[Given instruction]: Revise the data below by replacing every "keypoint" with "marker". Leave all other text unchanged.

Position identification records:
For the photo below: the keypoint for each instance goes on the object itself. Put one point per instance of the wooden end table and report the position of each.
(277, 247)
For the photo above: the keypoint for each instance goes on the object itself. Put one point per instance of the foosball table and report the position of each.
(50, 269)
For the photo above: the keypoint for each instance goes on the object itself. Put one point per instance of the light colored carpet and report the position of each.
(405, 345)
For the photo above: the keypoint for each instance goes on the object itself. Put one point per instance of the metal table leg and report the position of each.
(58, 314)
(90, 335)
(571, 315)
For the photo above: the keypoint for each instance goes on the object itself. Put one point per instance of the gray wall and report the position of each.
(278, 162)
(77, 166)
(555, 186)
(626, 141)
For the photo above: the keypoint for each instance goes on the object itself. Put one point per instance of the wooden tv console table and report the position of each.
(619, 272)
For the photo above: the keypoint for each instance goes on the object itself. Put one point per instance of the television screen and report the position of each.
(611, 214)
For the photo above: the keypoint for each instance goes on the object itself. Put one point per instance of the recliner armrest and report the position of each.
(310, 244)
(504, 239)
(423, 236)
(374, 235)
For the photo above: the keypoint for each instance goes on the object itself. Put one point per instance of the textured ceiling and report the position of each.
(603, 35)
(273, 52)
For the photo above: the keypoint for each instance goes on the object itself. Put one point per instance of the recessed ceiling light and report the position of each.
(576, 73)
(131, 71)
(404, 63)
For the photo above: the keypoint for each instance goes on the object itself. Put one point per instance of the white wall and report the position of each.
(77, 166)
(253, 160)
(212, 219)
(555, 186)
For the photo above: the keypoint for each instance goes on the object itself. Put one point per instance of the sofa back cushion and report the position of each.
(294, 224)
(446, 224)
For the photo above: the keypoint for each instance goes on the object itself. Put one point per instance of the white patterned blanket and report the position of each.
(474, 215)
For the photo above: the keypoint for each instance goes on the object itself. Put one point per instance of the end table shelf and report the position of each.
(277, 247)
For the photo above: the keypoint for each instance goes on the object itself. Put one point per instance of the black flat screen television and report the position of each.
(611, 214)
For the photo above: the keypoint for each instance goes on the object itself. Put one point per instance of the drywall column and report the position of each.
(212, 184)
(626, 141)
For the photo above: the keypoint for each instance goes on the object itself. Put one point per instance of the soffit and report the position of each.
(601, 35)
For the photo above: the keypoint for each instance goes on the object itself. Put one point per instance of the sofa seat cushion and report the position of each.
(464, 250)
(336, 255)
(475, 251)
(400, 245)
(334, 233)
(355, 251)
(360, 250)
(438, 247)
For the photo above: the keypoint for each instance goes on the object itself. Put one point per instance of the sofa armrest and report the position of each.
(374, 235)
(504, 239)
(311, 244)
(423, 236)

[The result]:
For the photo below: the marker for each instance goes on the object itself. Put one point per instance of the wooden end table and report the position of each.
(277, 247)
For the photo above: the marker for each instance goes on the object itself. Put one point per instance of the foosball table and report the position of each.
(50, 269)
For the photo above: the marker for each instance goes on the object itself. Put one point per instance of the light colored carpet and report the position of each.
(405, 345)
For the photo above: the marker for each instance goes on the object itself. Put one point per instance of the metal table leg and report the position of each.
(58, 314)
(90, 335)
(571, 315)
For the photo above: the marker for each instance goes on the object itself. Put one point per instance of the gray wall and report the position of each.
(278, 162)
(77, 166)
(555, 186)
(626, 141)
For the photo above: the marker for each instance goes on the object itself. Put one point per instance of the wooden tv console table and report the position of each.
(619, 272)
For the photo above: the marker for each instance goes on the object itself. Put one point per instance of the television screen and report the position of each.
(611, 214)
For the photo above: the marker for each instance goes on the object itself. Put one point per instance of the recliner armrest and report the position of each.
(310, 244)
(504, 239)
(423, 236)
(374, 235)
For the photo above: the marker for each instance goes on the object itself. Put one point per instance of the textured ceiling and report the position of each.
(603, 35)
(273, 52)
For the photo above: the marker for each instance goes on the object itself. Put one point per instance of the recessed ceiling light and report the position of each.
(576, 73)
(131, 71)
(404, 63)
For the photo above: the marker for each instance goes on the object itself. Put one point per instance of the white wall and report the position of each.
(77, 166)
(253, 160)
(212, 219)
(555, 186)
For the photo above: the marker for each instance goes on the object itself. Put one point per instance of the sofa back cushion and report the position of each.
(294, 224)
(446, 224)
For the photo above: the marker for each instance goes on the object itself. Put one point per instance of the white patterned blanket and report the position of each.
(474, 215)
For the photo above: the marker for each instance goes on the object itself. Put one point per instance of the end table shelf and report the position of each.
(277, 247)
For the photo above: the marker for each instance goes on the object itself. Put one point per instance of the black flat screen television and report the position of each.
(611, 214)
For the photo above: the marker for each instance goes on the object itself. Put one point per instance of the drywall column and report the position of each.
(212, 184)
(626, 141)
For the photo above: the marker for each instance goes on the object itself. Put one point per instance of the soffit and report the position of each.
(601, 35)
For the photo above: the marker for each instance goes on the object itself. Put one point per instance of the sofa seat cushion and report the position of each.
(464, 250)
(336, 255)
(475, 251)
(400, 245)
(334, 233)
(355, 251)
(360, 250)
(438, 247)
For the photo above: the marker for each instance goes on the object itself. Put one point per instance of the sofa armrest and report the position of each.
(374, 235)
(504, 239)
(311, 244)
(423, 236)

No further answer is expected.